## The task
Each record should be written out exactly as given.

## Data section
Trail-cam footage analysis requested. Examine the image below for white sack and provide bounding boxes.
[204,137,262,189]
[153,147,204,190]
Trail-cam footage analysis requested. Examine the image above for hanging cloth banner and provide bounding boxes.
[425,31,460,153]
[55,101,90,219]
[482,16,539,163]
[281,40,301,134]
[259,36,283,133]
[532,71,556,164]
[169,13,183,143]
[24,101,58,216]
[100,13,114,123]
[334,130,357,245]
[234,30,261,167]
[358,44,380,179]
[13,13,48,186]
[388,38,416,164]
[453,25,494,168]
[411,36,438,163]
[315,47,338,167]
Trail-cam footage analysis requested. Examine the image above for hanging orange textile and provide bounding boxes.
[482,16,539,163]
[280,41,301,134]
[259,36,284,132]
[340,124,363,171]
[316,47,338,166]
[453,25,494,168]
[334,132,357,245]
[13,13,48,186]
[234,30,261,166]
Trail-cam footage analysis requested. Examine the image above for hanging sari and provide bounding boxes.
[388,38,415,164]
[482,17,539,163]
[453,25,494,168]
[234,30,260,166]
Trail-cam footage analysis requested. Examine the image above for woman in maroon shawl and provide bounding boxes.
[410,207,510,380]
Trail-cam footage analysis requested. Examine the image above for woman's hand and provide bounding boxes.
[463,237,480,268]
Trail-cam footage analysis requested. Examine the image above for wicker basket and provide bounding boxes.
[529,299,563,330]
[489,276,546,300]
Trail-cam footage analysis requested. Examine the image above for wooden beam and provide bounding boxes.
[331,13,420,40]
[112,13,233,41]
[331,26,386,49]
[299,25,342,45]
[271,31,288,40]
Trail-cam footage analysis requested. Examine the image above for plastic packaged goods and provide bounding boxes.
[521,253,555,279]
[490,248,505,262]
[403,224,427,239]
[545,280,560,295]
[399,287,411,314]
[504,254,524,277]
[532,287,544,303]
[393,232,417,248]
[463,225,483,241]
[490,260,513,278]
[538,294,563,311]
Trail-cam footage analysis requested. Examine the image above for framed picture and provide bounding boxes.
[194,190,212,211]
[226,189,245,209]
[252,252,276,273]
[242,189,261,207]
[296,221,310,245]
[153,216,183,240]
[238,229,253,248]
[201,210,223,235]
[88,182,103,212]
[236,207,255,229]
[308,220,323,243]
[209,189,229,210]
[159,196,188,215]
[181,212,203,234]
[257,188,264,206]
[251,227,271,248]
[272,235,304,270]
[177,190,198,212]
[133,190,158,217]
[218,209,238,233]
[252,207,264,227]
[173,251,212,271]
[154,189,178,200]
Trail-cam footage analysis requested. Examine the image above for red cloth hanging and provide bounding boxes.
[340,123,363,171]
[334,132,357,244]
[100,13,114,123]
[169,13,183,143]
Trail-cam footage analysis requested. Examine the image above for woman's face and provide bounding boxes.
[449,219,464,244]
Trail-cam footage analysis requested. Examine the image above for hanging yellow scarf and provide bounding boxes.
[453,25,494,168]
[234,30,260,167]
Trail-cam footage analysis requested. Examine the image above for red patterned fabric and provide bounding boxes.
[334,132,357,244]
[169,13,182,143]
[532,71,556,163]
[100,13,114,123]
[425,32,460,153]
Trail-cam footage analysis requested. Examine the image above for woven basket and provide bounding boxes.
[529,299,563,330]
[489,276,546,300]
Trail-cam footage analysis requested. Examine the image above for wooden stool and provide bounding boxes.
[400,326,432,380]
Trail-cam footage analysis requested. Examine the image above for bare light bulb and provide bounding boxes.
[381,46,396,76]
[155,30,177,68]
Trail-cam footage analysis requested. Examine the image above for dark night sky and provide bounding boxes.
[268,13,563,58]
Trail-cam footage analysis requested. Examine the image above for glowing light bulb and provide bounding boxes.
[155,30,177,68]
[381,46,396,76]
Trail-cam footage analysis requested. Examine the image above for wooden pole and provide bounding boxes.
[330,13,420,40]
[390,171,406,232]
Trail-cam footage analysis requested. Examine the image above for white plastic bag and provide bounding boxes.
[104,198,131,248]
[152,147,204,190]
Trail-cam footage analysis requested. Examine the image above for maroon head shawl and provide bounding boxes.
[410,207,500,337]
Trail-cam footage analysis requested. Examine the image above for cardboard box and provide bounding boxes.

## Response to the exercise
Trail-cam footage analysis requested. Examine the image below for white sack and provide bounding boxes.
[204,137,262,189]
[153,147,204,190]
Trail-cam footage analysis requested. Examine the image above for hanging cloth banner and provide bounding boxes.
[425,31,460,153]
[55,101,90,219]
[482,16,539,163]
[281,40,301,134]
[259,36,283,133]
[532,71,556,164]
[169,13,183,143]
[24,101,58,216]
[100,13,114,123]
[334,130,357,245]
[234,30,261,167]
[358,44,380,179]
[13,13,48,186]
[388,38,416,164]
[453,25,494,168]
[411,36,438,163]
[315,47,338,167]
Trail-cam footage analysis requested. Examine the image above for hanging orange textile and provide bounding boxes.
[482,16,539,163]
[280,41,301,134]
[259,36,284,132]
[340,124,363,171]
[316,47,338,166]
[453,25,494,168]
[334,132,357,245]
[13,13,48,186]
[234,30,261,166]
Trail-cam footage analysis requested. Examine the image above for hanging sari and provide bounding boxes.
[388,38,415,164]
[482,17,539,163]
[453,25,494,168]
[234,30,260,166]
Trail-cam footage analysis requested. Examine the image above for woman in maroon shawl and provide bounding boxes.
[410,207,510,380]
Trail-cam footage analysis requested. Examine the image above for woman's hand and provide bounding boxes.
[463,237,480,268]
Trail-cam footage analysis requested. Examine the image above for wicker basket and provide bounding boxes.
[529,299,563,330]
[489,276,546,300]
Trail-cam footage analysis requested. Examine the image above for wooden beam and provide bounding boxes.
[331,13,420,40]
[112,13,233,41]
[331,26,386,49]
[299,25,342,45]
[271,31,288,40]
Trail-cam footage analysis requested. Examine the image above for plastic packaged goods and provide bounding boxes.
[521,253,555,279]
[490,248,505,262]
[403,224,427,239]
[545,280,560,295]
[399,287,411,314]
[504,254,524,277]
[532,287,544,303]
[393,232,417,248]
[463,225,483,241]
[490,260,513,278]
[538,294,563,311]
Trail-cam footage analysis requested. Examine the image above for framed picture and provide bounding boxes.
[194,190,212,211]
[226,189,245,209]
[252,252,276,273]
[242,189,261,207]
[296,221,310,245]
[153,216,183,240]
[238,229,253,248]
[201,210,223,235]
[88,182,103,212]
[236,207,255,229]
[308,220,323,243]
[209,189,229,210]
[159,196,188,215]
[181,212,203,234]
[257,188,264,206]
[251,227,271,248]
[272,235,304,270]
[177,190,198,212]
[133,190,158,217]
[218,209,238,233]
[252,207,264,227]
[173,251,212,271]
[154,189,178,200]
Trail-cam footage analysis requested. Examine the image above for red cloth hanging and provide bounding boxes.
[340,123,363,171]
[334,132,357,244]
[100,13,114,123]
[169,13,183,143]
Trail-cam footage analysis requested. Examine the image above for woman's face and provide bounding boxes.
[449,219,464,244]
Trail-cam footage analysis requested. Examine the image above for hanging yellow scarf and provide bounding boxes.
[453,25,494,168]
[234,30,260,167]
Trail-cam footage analysis requested. Examine the image above for red patterned fabric and provide bounding boxes.
[334,132,357,244]
[169,13,182,143]
[532,71,556,163]
[100,13,114,123]
[425,32,460,153]
Trail-cam footage analysis requested. Examine the image above for woven basket and provide bounding boxes.
[529,299,563,330]
[489,276,546,300]
Trail-cam footage analysis requested. Examine the image above for wooden stool and provide bounding boxes.
[400,326,432,380]
Trail-cam footage analysis requested. Examine the image above for bare light bulb and provide bounding boxes.
[381,46,396,76]
[155,30,177,68]
Trail-cam footage analysis requested. Examine the image above for dark night sky and provide bounding boxes.
[268,13,563,58]
Trail-cam footage analysis requested. Examine the image above for glowing light bulb and provide bounding boxes.
[155,30,177,68]
[381,46,396,76]
Trail-cam footage analysis requested. Examine the image above for wooden pole and provide bounding boxes.
[330,13,420,40]
[390,171,406,232]
Trail-cam footage analysis requested. Examine the image above for white plastic bag and provide bounding boxes.
[104,198,131,248]
[152,147,204,190]
Trail-cam footage analysis requested. Examine the image above for maroon head shawl and provide bounding boxes.
[410,207,500,337]
Trail-cam footage analysis requested. Examine the image above for cardboard box and provide bounding boxes.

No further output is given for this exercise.